(Rows from a pointing dataset)
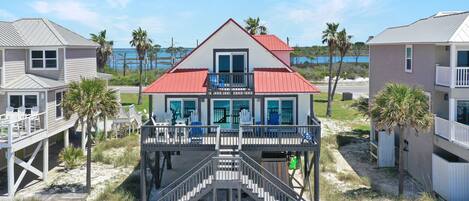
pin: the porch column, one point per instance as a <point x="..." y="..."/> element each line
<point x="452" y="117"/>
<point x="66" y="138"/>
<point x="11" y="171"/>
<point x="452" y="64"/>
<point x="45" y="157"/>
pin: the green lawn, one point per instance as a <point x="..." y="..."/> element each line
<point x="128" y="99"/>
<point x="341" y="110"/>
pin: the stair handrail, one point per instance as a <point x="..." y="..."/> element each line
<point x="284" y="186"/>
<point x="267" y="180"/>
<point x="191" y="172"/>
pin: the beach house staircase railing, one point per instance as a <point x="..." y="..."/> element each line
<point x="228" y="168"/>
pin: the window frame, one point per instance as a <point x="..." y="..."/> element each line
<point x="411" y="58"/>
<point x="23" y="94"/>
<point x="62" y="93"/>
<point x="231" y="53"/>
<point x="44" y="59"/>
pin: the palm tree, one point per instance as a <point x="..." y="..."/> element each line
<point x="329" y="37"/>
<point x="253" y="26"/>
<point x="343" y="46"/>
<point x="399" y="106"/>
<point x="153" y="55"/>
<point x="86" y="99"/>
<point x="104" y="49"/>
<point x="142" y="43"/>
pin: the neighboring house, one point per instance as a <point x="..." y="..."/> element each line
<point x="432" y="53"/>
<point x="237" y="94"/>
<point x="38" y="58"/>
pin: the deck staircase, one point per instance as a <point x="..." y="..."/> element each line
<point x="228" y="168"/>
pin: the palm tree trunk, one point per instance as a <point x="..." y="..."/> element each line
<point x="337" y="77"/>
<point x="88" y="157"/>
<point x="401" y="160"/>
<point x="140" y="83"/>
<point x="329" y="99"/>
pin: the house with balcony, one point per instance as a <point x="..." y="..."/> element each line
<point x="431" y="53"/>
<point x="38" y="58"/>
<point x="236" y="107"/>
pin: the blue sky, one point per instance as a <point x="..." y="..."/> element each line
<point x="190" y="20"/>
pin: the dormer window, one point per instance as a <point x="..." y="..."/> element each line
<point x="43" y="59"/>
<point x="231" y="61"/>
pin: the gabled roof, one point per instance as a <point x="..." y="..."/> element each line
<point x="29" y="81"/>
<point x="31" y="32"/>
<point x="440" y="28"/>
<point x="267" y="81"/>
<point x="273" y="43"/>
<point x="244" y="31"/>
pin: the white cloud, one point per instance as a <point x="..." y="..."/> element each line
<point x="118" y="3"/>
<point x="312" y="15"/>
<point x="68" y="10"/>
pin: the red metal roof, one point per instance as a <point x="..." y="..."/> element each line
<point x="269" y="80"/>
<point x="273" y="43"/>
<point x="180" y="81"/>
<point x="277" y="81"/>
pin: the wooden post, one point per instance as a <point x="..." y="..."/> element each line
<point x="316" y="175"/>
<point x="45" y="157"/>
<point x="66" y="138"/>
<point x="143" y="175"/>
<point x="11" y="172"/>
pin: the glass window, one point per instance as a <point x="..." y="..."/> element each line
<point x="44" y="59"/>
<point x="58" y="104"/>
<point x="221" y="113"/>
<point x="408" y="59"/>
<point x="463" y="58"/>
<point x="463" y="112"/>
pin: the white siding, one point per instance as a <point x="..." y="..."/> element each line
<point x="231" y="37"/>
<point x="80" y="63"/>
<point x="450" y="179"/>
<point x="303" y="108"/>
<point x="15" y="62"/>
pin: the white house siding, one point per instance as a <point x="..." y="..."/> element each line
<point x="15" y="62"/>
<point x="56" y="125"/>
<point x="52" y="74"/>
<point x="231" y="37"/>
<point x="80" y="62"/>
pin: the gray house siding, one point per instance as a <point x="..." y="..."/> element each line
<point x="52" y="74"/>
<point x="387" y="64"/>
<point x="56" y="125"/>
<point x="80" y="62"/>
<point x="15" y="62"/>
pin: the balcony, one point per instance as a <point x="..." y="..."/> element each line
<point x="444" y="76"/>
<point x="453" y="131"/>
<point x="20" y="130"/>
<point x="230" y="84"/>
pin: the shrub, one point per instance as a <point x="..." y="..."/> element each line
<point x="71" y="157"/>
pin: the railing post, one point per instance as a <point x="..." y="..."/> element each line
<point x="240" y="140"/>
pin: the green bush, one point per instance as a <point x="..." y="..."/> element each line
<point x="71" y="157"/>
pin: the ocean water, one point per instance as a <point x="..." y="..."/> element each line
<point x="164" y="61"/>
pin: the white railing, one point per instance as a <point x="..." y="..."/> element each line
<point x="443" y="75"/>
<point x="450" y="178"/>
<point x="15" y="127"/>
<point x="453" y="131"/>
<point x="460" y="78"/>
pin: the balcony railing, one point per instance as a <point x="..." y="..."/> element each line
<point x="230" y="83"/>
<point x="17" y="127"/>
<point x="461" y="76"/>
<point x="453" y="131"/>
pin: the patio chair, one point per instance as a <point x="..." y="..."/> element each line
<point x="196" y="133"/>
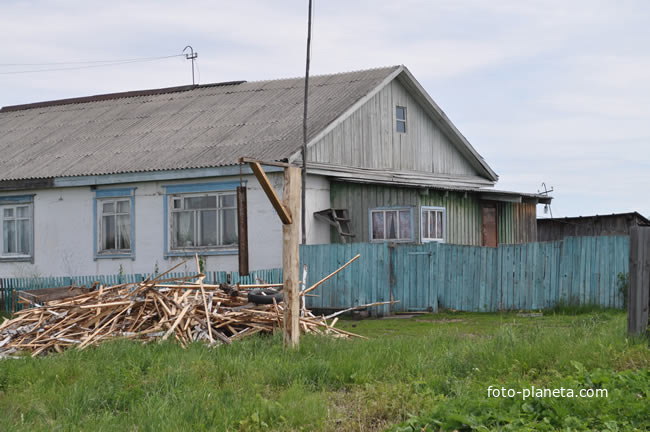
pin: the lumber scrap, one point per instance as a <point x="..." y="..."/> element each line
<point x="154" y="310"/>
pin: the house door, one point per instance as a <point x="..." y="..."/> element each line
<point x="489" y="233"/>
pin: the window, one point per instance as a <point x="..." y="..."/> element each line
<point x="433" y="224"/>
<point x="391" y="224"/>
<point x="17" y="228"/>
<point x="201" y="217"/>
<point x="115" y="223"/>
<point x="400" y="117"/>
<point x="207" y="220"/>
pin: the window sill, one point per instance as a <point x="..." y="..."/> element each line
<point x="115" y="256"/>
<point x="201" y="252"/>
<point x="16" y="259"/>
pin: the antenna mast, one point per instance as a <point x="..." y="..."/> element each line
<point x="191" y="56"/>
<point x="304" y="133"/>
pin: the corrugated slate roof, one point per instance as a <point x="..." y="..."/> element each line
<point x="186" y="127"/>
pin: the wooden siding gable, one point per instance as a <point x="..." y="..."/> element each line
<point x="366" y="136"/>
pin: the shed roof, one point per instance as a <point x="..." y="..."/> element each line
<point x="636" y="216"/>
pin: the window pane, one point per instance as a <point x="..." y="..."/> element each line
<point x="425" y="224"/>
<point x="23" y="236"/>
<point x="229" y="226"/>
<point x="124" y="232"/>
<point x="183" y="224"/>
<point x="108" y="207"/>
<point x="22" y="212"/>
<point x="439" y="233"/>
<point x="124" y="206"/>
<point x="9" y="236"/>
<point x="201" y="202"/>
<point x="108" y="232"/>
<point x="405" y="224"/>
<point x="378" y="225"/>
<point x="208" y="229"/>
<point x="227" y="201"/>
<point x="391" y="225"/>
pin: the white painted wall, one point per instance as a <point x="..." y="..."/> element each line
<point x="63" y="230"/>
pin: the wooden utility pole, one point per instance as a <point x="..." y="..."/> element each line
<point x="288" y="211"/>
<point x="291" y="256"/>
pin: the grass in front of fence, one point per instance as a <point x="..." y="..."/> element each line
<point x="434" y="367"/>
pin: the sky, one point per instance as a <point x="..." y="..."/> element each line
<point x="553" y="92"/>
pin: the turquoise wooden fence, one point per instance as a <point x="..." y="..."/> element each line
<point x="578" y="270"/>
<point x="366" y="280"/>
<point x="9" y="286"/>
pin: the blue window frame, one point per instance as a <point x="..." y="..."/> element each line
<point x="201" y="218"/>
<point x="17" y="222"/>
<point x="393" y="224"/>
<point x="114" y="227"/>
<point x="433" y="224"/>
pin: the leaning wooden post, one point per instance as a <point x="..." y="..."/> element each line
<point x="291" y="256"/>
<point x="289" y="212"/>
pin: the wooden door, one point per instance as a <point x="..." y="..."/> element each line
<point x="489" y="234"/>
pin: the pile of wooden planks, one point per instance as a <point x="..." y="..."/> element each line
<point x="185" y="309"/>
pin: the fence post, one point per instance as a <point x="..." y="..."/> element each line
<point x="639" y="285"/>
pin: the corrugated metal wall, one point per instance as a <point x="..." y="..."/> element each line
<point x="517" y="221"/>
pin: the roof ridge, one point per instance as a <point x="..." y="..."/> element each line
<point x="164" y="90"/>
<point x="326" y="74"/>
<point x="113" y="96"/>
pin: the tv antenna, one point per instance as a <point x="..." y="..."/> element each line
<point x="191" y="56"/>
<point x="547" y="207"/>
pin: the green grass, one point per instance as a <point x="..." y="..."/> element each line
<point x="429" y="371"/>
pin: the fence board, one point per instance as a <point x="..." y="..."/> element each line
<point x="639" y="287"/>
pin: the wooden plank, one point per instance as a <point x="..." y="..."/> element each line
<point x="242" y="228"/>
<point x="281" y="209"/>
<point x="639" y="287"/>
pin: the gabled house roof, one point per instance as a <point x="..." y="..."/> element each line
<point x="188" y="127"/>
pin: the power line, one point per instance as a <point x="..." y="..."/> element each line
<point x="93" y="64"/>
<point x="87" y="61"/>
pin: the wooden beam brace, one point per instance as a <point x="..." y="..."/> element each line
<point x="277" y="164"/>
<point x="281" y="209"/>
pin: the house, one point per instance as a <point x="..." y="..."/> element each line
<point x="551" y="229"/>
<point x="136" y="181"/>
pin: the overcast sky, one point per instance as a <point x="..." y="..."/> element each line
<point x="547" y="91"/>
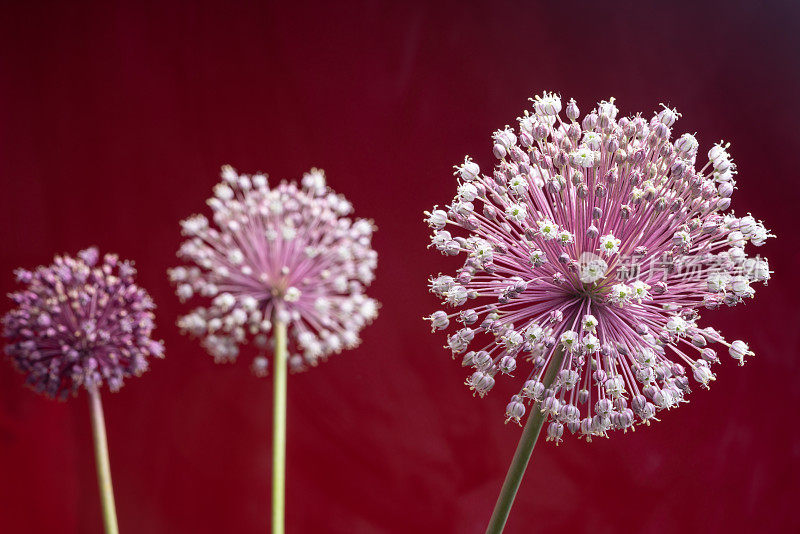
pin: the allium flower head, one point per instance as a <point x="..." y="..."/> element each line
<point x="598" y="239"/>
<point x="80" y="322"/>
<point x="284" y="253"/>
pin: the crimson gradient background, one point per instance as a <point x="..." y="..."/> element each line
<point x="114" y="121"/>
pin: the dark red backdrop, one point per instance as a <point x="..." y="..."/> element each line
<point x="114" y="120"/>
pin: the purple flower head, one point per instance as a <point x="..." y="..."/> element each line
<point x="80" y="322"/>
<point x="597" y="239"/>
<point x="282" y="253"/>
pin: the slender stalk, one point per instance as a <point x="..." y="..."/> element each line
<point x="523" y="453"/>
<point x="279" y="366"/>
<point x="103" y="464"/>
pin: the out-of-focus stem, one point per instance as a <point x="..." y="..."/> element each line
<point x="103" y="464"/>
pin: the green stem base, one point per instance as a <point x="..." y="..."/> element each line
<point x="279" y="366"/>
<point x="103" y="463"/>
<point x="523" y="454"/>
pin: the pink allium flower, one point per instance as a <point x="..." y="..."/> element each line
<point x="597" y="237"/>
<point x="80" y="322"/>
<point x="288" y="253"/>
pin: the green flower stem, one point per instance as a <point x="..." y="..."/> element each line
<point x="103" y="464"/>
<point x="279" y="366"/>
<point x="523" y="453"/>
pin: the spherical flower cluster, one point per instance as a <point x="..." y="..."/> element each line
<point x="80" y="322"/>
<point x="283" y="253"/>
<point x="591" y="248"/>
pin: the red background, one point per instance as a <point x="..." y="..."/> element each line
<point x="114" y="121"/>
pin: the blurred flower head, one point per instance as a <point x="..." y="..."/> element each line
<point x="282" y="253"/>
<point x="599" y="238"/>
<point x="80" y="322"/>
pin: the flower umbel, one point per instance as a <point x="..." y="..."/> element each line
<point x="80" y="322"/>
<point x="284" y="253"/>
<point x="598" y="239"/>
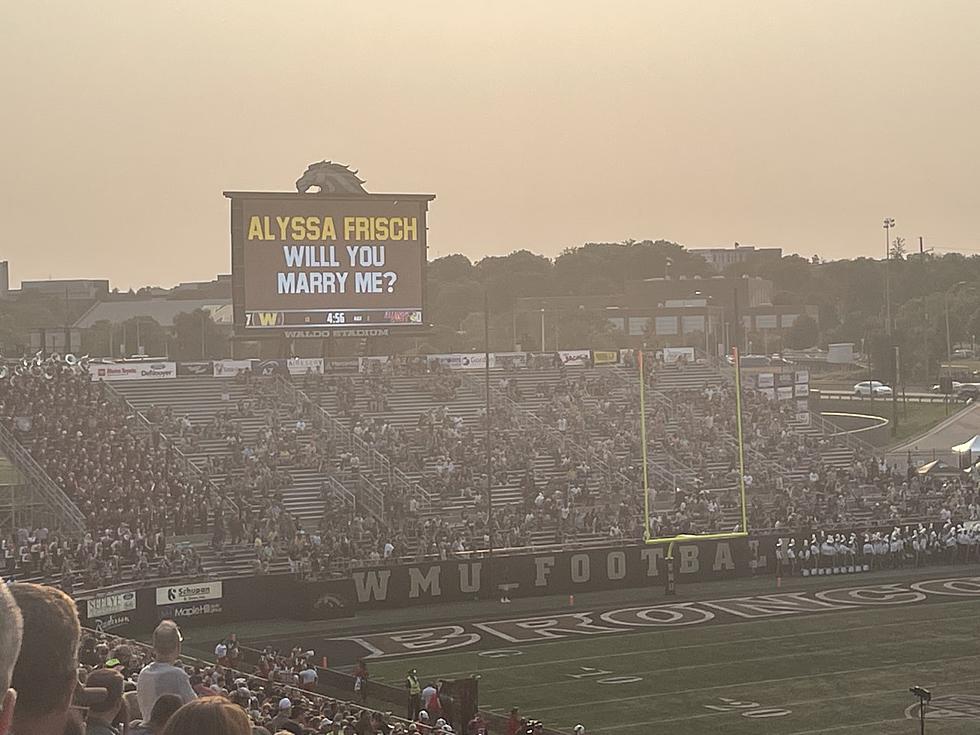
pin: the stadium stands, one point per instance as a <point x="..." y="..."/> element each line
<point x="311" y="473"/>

**Problem statement**:
Output the line containing "pin: the green flower" and each line after it, through the end of the material, exactly as given. No pictures belong in the output.

**Problem solution**:
pin: the green flower stem, one point per instance as a <point x="..." y="..."/> element each line
<point x="103" y="464"/>
<point x="279" y="366"/>
<point x="523" y="453"/>
pin: the spherical flower cluster, one point per instance as a <point x="..." y="..."/> element each line
<point x="80" y="322"/>
<point x="283" y="253"/>
<point x="591" y="248"/>
pin: the red background, one point per instance as a <point x="..." y="..."/> element each line
<point x="114" y="121"/>
pin: the blurred flower head, one point per instance as a <point x="..." y="..."/> element each line
<point x="282" y="253"/>
<point x="599" y="238"/>
<point x="80" y="322"/>
pin: the flower umbel, one point per instance as a <point x="..." y="..."/> element each line
<point x="80" y="322"/>
<point x="284" y="253"/>
<point x="598" y="239"/>
pin: the stadium stands, one point per instance as a <point x="..." y="..."/> element each line
<point x="311" y="473"/>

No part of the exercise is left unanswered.